Rewrite the lines from the one containing "Question. Indicate the black shorts" through the one containing "x=219 y=157", inclusive, with "black shorts" changed to "dark shorts" and nothing else altered.

(Items from a data source)
** BEGIN **

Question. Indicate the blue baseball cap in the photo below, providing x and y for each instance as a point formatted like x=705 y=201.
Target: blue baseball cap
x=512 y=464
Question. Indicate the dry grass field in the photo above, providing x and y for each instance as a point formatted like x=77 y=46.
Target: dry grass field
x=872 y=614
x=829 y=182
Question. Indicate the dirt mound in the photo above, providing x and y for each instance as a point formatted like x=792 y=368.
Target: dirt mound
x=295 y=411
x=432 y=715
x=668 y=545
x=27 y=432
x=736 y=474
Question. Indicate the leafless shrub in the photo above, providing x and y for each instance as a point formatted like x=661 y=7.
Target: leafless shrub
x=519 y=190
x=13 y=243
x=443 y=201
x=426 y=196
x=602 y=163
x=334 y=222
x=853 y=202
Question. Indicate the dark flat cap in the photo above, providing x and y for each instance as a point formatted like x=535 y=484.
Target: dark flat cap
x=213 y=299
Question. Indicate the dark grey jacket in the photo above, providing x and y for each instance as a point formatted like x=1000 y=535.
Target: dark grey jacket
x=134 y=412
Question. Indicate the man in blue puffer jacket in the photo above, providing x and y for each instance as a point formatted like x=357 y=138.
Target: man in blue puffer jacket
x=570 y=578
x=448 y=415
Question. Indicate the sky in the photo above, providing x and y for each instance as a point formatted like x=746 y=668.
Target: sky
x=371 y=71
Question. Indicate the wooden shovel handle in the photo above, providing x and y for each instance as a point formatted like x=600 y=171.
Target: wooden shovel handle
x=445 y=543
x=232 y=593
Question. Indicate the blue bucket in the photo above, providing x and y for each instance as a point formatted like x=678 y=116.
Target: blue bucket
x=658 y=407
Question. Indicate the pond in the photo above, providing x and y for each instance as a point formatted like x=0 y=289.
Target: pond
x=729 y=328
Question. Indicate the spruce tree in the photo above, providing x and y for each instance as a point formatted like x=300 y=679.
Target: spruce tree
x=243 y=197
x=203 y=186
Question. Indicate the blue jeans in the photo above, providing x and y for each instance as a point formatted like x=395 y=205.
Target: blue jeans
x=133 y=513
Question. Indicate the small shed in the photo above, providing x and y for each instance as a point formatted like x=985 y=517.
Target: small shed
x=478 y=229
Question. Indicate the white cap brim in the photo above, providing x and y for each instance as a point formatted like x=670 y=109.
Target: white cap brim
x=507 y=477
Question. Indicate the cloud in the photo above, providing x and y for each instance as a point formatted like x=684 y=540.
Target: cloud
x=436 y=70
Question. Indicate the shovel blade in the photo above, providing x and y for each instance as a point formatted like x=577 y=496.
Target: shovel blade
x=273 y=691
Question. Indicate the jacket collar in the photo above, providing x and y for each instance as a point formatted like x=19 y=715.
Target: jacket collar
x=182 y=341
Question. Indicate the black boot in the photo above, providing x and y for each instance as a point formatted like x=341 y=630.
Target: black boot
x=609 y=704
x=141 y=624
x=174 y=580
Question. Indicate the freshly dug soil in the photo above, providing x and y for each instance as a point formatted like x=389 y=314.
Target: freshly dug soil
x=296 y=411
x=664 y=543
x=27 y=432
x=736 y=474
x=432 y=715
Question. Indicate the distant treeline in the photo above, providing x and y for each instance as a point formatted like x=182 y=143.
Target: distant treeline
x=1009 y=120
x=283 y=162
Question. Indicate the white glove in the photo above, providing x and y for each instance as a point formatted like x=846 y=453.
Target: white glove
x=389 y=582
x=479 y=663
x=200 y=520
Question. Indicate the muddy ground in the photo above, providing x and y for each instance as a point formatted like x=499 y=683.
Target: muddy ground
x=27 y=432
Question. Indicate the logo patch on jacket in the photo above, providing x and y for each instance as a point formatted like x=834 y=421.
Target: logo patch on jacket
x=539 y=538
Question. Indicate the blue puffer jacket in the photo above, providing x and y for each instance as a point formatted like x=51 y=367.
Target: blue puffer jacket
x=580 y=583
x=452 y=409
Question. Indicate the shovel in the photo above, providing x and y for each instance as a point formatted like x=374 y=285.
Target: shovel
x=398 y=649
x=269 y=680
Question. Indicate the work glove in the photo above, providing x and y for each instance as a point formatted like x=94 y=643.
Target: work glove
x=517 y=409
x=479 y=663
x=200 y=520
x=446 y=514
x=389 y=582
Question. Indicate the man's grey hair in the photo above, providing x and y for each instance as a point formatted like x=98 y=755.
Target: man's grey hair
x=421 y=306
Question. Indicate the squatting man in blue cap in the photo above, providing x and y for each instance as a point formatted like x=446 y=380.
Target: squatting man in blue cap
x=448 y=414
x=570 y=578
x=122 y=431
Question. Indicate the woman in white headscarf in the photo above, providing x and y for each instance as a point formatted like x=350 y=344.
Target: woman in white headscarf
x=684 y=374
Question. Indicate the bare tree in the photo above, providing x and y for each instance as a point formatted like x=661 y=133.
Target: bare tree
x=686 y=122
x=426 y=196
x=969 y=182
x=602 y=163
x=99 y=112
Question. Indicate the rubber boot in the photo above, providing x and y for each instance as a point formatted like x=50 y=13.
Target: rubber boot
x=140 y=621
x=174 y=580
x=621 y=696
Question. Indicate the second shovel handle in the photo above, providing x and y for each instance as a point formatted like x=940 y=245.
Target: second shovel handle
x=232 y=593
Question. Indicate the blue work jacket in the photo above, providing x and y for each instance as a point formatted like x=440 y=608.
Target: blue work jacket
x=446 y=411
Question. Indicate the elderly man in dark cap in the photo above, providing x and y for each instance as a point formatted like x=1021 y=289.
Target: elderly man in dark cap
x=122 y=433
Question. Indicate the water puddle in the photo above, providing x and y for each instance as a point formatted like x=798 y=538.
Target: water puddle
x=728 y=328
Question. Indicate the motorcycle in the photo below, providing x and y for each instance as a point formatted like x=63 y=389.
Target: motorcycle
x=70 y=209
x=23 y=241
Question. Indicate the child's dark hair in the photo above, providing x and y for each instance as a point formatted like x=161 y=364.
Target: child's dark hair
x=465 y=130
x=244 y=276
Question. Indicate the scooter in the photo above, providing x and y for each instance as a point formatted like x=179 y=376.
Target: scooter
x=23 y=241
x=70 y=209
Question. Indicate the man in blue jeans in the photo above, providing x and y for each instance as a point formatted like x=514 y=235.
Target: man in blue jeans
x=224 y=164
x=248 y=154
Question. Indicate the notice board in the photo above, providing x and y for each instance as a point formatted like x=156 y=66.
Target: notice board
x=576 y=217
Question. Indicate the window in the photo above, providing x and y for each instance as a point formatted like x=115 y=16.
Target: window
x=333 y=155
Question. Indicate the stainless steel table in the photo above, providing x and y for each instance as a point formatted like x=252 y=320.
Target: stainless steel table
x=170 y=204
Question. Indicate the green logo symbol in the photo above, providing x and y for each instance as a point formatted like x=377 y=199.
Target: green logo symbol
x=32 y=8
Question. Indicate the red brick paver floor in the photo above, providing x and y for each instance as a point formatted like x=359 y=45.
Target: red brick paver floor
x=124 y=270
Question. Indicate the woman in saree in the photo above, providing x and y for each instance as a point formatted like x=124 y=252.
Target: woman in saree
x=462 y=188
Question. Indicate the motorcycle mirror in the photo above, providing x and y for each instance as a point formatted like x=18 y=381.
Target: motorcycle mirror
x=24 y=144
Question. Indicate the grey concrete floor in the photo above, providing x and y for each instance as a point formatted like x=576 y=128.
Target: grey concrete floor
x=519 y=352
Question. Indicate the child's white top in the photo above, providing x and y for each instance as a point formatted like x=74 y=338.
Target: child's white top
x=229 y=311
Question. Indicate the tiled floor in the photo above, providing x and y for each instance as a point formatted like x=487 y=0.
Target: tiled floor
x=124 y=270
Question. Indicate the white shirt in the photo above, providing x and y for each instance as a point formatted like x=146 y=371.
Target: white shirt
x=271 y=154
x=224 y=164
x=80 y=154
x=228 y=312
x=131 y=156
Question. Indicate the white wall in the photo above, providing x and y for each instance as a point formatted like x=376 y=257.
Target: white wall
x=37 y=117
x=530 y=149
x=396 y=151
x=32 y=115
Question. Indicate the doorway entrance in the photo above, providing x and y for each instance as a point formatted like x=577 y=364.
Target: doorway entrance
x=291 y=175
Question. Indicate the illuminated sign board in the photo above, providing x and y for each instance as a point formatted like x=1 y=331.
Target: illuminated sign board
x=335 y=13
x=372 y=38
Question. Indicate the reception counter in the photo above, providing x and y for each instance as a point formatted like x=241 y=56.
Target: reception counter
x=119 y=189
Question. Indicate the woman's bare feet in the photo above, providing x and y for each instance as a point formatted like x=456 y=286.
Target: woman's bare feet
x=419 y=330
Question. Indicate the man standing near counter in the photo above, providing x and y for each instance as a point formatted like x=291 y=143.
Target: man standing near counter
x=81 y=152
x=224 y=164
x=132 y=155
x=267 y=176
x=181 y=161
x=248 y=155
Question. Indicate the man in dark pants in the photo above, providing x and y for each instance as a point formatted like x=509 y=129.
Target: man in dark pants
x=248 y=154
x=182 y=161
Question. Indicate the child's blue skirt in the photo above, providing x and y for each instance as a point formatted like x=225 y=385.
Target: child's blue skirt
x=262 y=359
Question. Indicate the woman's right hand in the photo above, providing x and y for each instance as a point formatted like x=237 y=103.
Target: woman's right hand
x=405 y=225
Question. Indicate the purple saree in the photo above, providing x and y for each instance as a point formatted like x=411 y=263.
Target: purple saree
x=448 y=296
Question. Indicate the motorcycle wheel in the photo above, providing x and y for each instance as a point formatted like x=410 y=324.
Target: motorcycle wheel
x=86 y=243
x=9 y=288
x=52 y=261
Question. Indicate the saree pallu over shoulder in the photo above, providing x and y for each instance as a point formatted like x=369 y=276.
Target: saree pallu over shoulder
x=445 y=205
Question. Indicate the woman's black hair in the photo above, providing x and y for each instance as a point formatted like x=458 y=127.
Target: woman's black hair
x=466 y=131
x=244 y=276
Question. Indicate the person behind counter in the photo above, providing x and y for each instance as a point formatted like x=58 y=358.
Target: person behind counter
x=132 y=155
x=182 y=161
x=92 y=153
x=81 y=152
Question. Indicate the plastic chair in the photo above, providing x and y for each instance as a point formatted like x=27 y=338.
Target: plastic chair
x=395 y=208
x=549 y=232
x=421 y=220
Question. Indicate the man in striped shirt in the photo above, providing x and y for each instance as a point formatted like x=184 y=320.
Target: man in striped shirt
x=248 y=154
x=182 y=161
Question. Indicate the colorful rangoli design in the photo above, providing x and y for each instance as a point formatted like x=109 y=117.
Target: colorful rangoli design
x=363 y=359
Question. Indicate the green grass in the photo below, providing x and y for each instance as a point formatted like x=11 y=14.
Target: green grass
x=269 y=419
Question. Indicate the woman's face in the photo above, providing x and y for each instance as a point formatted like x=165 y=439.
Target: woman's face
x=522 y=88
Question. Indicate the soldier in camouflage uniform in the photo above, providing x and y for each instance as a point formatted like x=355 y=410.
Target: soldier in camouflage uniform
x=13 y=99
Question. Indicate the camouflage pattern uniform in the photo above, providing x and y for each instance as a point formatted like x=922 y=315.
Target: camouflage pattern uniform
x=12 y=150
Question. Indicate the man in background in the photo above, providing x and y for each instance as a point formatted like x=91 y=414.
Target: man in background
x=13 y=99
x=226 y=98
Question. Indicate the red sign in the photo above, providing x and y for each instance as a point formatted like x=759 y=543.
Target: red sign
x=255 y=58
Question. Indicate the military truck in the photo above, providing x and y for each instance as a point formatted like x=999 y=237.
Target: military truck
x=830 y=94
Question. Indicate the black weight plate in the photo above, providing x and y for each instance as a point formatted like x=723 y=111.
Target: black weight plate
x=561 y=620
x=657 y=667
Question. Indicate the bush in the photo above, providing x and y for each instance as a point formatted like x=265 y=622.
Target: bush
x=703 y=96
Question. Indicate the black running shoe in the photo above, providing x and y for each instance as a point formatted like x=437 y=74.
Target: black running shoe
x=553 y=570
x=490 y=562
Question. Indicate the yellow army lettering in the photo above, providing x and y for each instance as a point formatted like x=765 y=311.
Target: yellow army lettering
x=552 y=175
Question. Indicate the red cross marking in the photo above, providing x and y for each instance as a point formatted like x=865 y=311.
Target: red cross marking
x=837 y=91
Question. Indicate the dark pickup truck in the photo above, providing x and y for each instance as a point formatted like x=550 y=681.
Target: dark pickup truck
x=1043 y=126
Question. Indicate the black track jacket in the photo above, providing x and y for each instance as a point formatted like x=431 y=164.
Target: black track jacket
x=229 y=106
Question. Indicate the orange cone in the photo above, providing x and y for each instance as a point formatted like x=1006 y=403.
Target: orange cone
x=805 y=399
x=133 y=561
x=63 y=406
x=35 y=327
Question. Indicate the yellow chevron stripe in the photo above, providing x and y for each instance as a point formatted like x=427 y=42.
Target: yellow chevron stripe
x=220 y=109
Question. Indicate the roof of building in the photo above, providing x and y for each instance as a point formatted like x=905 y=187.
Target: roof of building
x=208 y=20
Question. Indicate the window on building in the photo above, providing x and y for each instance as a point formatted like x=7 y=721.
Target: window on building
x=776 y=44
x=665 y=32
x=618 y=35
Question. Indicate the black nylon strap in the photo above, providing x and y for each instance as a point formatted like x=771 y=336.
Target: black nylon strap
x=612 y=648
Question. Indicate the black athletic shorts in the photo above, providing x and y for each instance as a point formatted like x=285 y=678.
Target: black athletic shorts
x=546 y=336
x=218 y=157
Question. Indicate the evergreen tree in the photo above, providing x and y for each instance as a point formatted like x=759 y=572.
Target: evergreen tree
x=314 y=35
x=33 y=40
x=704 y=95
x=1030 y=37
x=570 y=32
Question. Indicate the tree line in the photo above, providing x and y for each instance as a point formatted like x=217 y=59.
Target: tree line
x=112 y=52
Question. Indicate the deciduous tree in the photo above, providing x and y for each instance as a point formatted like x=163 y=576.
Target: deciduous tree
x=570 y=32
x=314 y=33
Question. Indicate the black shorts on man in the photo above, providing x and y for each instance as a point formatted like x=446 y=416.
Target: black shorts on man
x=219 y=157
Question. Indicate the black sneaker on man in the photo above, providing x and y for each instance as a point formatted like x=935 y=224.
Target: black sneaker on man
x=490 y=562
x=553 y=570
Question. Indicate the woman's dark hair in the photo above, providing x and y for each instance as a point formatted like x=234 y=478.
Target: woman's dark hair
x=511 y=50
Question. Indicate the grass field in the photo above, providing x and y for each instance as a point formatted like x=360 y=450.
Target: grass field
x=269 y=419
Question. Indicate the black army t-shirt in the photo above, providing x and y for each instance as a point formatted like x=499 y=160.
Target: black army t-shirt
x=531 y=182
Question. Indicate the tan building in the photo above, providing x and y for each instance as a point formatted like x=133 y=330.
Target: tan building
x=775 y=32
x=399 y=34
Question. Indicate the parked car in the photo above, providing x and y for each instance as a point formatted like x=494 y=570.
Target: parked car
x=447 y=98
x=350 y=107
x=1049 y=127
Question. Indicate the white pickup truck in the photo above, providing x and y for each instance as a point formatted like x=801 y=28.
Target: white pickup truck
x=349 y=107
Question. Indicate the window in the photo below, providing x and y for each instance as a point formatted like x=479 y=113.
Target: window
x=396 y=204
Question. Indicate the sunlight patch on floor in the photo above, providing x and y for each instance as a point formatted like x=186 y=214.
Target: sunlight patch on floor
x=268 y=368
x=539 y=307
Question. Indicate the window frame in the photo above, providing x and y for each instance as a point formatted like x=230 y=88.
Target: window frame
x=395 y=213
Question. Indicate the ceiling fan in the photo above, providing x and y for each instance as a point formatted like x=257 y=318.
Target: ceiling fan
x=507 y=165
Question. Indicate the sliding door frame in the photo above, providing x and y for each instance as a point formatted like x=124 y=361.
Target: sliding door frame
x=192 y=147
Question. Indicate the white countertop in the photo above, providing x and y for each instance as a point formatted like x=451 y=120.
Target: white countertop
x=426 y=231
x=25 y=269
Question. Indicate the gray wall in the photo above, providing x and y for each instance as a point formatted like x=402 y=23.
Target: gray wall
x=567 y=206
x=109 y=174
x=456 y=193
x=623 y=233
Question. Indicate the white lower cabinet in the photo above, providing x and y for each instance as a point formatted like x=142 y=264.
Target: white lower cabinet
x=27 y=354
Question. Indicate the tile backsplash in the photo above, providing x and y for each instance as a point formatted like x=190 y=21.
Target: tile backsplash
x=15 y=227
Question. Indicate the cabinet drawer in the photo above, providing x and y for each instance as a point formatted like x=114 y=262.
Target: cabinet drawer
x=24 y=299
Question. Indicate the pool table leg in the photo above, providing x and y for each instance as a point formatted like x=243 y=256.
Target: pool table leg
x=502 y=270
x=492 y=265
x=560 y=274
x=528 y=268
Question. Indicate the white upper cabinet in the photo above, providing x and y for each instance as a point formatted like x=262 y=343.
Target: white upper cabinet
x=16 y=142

** END **

* [Written response]:
Question. Indicate the dark shorts on man in the photo above, providing x and y for each instance as a point formatted like x=446 y=416.
Target: dark shorts on man
x=219 y=157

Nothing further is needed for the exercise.